MATERIAL SHOWN –

───

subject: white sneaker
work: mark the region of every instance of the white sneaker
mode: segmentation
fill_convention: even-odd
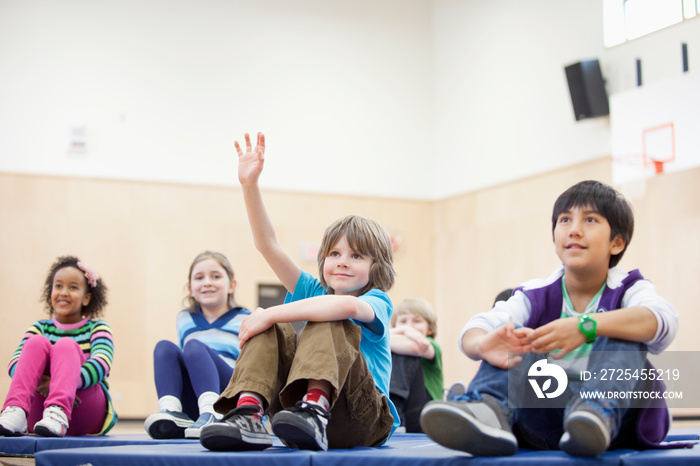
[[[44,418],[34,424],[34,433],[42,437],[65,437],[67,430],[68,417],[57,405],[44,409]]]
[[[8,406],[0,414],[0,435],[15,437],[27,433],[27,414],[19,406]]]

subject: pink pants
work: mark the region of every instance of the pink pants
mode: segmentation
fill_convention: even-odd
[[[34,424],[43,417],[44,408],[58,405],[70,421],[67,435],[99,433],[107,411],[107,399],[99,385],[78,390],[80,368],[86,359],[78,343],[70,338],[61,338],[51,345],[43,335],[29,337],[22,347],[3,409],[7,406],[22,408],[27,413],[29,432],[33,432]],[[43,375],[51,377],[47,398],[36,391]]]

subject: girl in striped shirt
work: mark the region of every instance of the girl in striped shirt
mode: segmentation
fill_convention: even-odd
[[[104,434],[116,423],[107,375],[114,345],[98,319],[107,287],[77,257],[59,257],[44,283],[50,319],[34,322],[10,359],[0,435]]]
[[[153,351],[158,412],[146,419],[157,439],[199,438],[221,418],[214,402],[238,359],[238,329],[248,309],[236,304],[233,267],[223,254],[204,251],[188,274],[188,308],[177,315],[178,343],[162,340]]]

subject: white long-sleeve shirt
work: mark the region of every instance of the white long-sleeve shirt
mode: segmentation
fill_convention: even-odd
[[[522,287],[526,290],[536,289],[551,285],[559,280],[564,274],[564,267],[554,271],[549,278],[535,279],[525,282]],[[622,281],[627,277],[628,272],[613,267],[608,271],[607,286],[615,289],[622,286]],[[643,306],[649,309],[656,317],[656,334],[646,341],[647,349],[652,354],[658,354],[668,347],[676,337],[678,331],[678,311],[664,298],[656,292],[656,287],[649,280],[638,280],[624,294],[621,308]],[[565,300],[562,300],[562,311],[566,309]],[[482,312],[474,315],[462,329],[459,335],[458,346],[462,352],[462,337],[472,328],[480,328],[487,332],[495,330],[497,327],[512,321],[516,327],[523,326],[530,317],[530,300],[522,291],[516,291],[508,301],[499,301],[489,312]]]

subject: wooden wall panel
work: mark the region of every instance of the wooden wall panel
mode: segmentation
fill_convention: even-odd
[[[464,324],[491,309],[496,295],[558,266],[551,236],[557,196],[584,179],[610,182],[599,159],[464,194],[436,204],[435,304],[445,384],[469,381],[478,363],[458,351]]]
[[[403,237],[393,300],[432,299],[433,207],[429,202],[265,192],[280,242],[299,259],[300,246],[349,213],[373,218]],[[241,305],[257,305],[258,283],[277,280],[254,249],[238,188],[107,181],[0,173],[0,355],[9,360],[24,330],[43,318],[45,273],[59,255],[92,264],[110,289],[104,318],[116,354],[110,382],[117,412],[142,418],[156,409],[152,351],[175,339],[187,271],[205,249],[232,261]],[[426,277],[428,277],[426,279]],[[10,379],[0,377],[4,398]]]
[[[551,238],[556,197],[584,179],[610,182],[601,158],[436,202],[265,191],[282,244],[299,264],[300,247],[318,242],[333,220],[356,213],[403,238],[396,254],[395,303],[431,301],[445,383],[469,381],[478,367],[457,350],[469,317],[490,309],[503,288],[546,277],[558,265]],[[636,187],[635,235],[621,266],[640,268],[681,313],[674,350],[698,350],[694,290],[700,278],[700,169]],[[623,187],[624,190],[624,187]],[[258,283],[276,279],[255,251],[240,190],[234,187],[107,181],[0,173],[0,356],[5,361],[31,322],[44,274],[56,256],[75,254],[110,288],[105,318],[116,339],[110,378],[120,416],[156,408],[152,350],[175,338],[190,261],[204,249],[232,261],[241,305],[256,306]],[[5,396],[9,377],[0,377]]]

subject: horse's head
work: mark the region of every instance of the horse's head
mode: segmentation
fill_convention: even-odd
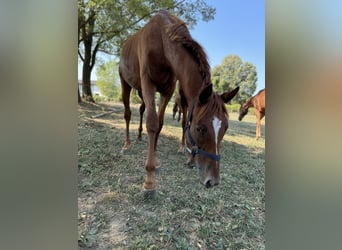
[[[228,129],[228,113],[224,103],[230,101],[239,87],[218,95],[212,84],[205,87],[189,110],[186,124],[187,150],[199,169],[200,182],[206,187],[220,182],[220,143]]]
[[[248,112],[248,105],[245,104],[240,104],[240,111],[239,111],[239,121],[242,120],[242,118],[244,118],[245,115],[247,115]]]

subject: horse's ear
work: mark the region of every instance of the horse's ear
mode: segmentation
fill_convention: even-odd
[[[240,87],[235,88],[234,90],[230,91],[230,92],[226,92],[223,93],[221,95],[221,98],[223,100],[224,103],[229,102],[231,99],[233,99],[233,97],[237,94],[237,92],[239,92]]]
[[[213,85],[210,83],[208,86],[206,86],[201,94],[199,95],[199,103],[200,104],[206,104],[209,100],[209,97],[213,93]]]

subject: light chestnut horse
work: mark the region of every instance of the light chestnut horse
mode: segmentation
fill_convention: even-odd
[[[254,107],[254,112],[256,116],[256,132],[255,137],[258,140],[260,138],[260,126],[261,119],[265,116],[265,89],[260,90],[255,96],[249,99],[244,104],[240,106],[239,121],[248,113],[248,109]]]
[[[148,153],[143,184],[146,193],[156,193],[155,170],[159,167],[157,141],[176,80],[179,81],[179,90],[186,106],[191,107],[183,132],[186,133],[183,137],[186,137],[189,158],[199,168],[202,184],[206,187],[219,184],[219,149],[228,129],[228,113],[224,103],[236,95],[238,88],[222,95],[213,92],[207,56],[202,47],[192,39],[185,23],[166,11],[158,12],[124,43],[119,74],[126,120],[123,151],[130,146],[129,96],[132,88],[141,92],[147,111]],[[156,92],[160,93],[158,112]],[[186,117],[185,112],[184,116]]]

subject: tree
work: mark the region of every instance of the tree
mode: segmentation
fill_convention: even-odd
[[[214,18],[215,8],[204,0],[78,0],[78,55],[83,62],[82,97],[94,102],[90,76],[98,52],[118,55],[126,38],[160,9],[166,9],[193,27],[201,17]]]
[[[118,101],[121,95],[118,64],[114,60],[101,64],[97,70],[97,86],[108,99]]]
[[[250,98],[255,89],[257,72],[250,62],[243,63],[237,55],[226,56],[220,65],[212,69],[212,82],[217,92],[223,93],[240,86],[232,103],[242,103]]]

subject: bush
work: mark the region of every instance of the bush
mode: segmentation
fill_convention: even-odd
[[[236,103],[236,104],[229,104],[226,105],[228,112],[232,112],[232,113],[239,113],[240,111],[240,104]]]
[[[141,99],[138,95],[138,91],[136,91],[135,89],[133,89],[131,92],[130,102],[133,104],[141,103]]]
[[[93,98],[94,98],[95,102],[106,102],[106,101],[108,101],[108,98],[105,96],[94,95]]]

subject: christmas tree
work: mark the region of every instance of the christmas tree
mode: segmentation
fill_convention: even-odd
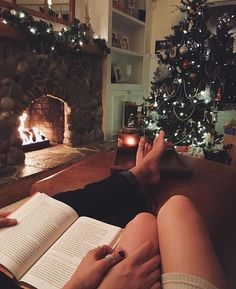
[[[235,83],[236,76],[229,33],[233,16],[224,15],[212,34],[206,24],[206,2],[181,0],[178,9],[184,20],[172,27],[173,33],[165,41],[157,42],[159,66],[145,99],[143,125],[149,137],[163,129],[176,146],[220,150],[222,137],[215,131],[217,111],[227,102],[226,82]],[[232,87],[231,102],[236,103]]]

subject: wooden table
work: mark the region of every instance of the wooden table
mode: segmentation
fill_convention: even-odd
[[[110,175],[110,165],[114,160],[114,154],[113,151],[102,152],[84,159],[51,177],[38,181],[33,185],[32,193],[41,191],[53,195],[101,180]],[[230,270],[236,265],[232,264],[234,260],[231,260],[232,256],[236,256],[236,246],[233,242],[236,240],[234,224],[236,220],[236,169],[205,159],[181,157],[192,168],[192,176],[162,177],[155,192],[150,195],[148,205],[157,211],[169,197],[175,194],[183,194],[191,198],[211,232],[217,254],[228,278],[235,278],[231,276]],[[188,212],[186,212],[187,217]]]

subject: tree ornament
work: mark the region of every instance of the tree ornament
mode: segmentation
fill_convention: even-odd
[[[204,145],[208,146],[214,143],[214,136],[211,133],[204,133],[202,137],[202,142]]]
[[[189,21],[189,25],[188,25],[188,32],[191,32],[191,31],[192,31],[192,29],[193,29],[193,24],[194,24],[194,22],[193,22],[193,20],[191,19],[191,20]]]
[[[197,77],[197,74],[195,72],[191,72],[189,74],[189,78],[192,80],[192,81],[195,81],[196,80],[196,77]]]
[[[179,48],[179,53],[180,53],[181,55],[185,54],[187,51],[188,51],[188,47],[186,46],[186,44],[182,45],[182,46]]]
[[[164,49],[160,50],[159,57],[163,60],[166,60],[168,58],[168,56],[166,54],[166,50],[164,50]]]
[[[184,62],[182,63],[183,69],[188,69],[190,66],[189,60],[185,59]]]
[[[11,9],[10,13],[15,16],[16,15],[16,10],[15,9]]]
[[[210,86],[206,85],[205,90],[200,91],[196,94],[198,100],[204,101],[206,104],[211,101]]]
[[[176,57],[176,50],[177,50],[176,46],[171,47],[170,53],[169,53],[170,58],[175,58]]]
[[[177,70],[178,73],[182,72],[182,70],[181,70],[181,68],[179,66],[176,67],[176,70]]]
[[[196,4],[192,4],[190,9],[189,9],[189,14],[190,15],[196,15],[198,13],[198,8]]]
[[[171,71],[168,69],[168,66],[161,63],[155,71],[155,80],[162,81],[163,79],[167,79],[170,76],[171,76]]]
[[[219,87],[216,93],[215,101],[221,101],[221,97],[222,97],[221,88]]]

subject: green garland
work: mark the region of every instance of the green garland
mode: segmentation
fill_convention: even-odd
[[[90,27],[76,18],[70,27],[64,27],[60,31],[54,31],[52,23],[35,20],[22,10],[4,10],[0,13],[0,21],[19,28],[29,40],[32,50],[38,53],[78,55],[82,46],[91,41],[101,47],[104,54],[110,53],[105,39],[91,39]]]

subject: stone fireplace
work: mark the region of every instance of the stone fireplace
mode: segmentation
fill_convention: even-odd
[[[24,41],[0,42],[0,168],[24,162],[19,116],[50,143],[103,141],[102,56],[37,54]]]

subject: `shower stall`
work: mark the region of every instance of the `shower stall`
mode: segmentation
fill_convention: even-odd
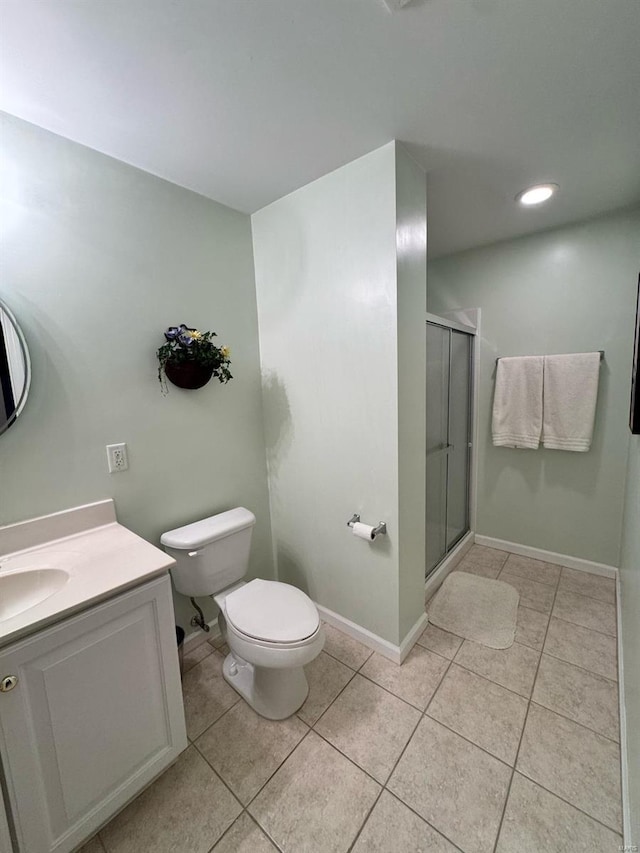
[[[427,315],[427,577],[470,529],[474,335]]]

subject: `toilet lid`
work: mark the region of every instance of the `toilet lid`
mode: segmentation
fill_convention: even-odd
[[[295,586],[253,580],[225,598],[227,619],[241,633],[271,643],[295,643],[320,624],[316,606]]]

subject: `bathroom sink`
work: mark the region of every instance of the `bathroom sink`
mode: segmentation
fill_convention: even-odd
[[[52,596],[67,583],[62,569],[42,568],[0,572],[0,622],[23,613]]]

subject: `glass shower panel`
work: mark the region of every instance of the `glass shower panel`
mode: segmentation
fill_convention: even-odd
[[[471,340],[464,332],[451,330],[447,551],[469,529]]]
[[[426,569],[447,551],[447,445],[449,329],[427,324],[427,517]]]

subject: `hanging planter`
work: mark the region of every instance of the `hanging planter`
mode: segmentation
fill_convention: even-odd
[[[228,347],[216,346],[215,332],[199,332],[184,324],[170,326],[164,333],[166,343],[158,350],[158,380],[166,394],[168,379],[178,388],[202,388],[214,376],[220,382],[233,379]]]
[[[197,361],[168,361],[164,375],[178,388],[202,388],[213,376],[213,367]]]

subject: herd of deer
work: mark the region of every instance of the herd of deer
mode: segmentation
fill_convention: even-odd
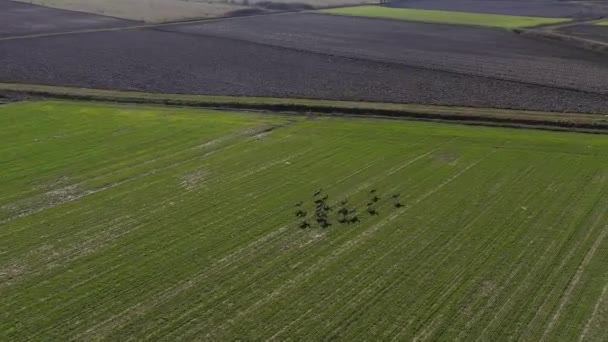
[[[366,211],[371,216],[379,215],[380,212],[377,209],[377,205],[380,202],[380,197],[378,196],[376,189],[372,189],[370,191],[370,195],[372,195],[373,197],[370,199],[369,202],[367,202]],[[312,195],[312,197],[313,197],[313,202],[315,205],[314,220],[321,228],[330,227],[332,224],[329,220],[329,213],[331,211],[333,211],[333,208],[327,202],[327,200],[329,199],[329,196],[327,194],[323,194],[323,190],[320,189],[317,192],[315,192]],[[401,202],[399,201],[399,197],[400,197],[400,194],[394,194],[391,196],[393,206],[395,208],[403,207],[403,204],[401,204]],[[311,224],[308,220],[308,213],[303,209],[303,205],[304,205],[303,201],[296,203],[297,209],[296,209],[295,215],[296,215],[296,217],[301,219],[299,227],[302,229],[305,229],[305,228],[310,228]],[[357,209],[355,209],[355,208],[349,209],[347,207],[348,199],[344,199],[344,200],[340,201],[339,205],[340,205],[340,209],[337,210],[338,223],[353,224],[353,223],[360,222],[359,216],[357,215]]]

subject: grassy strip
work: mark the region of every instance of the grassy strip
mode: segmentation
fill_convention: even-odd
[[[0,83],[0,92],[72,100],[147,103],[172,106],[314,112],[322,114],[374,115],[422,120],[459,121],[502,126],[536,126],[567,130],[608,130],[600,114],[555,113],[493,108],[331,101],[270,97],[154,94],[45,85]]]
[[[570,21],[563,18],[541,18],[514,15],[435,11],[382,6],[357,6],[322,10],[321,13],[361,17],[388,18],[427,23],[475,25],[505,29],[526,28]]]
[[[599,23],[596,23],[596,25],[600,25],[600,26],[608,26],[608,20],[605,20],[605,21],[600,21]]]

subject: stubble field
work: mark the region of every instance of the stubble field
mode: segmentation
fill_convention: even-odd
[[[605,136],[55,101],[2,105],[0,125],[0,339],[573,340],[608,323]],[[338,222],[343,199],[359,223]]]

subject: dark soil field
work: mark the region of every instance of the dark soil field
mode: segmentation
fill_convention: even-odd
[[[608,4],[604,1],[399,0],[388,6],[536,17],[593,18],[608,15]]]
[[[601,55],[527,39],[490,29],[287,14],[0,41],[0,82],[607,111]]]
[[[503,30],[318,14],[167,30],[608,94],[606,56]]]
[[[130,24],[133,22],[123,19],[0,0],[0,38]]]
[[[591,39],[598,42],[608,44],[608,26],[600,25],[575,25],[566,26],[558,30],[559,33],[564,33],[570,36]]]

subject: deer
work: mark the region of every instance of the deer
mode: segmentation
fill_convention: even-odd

───

WHAT TO WORK ON –
Above are some records. Copy each of their lines that holds the string "shirt".

TASK RESPONSE –
subject: girl in striped shirt
work: mark the region of every instance of the girl in striped shirt
subject: white long-sleeve shirt
work: mark the region of every instance of the white long-sleeve shirt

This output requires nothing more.